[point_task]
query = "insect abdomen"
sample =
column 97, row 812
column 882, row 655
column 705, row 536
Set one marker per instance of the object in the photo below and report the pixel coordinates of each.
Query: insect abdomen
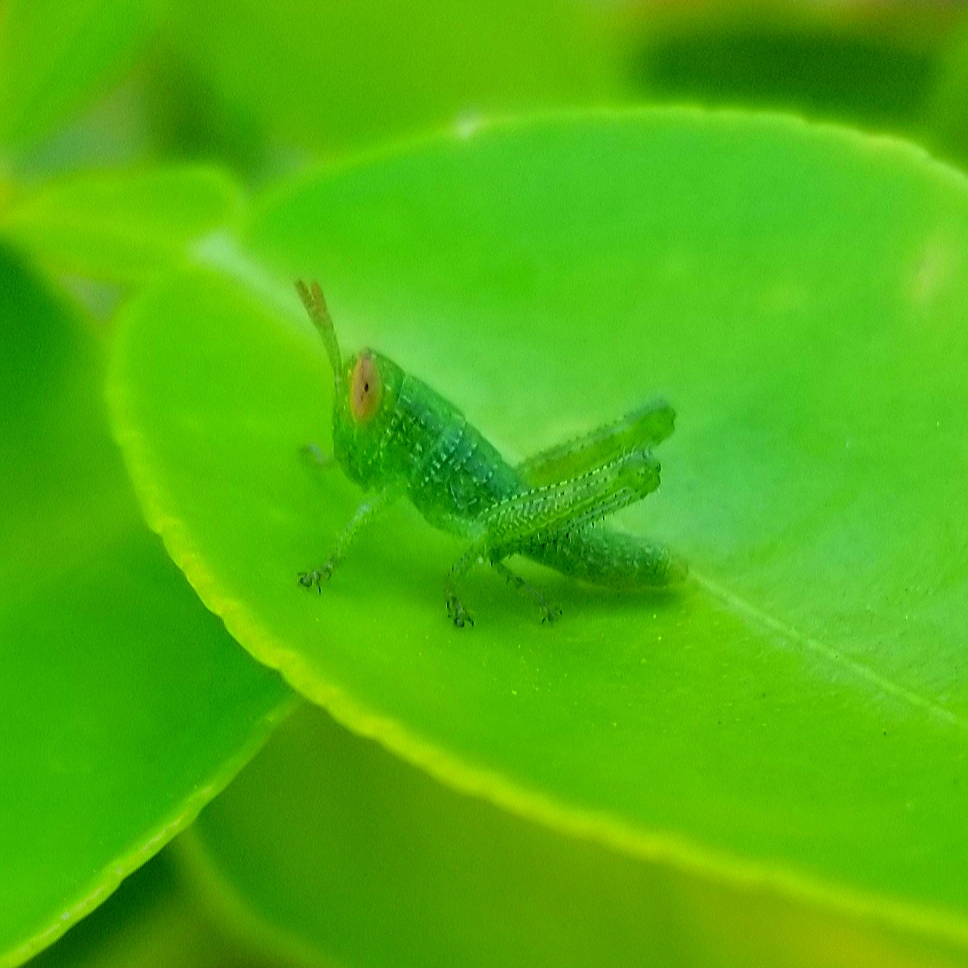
column 454, row 473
- - - - -
## What you should do
The required output is each line above restated verbatim, with all images omitted.

## Reply
[point_task]
query = "insect abdomen"
sample =
column 97, row 812
column 882, row 655
column 705, row 536
Set one marker per instance of the object in the photo below and report the pixel coordinates of each.
Query: insect abdomen
column 454, row 473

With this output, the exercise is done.